- AVAILABLE RECORDS
::::::::
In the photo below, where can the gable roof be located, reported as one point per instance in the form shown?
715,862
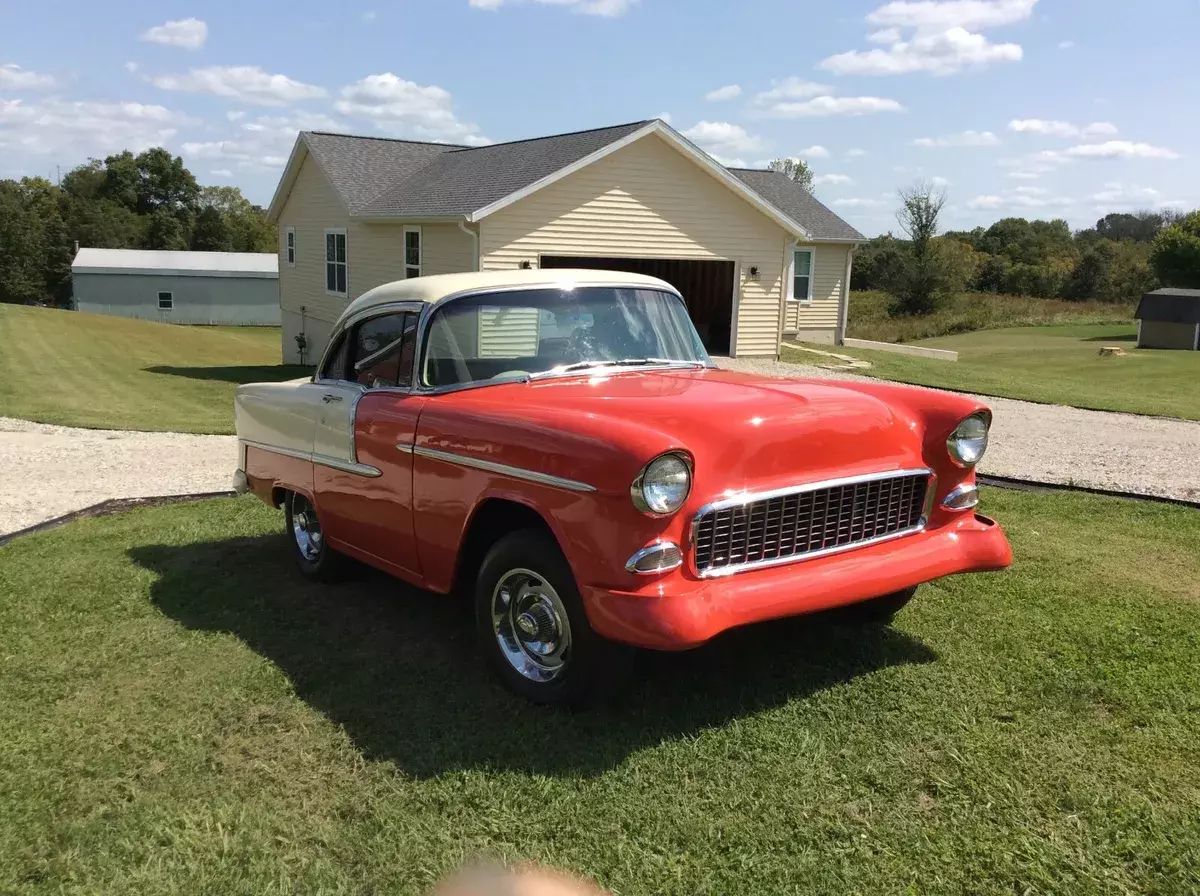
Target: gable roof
::::::::
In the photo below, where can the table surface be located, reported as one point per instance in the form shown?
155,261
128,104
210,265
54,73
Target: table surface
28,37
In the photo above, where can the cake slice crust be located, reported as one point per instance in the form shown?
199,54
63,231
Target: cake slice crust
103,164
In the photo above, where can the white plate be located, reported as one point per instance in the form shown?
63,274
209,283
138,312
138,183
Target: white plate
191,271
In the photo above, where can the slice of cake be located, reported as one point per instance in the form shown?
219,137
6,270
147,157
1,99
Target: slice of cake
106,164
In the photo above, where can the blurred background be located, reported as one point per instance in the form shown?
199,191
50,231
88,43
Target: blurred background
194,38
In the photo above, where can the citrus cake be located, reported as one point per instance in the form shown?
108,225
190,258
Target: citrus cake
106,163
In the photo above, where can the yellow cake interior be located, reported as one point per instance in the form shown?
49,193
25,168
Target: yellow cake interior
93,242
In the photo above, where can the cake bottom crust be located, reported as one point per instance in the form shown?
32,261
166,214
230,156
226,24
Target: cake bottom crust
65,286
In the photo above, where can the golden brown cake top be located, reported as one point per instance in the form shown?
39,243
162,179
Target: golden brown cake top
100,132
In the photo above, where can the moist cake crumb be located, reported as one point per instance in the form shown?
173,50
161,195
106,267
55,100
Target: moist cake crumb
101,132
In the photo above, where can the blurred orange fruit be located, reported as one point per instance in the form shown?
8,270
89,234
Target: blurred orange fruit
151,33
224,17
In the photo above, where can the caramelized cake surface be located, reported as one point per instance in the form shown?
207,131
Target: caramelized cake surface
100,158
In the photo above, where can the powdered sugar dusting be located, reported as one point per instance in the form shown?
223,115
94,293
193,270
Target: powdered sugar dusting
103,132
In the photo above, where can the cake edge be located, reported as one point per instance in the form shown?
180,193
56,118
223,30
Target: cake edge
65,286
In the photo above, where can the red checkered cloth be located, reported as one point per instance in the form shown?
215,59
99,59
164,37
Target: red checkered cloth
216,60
::::::::
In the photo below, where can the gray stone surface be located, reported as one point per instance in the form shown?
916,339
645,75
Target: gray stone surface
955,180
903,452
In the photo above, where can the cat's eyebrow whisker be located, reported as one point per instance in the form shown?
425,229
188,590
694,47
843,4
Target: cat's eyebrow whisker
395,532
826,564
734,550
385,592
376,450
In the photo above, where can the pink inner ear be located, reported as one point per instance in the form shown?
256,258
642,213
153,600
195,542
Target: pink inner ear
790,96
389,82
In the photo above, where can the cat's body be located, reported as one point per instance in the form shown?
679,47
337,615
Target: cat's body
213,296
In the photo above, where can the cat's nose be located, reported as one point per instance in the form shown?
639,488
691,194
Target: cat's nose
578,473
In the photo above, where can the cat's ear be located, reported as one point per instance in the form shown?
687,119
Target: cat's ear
::::::::
Can you rewrite the lines starting at "In the photo below, where can the gable" and ending at "Target: gable roof", changing "gable roof" to "hip roof" and keeping everything else the same? Leave the pictures out of your answer.

In the photo below, where can the hip roof be located, reported as one point per instance in the form shown?
715,862
Target: hip roof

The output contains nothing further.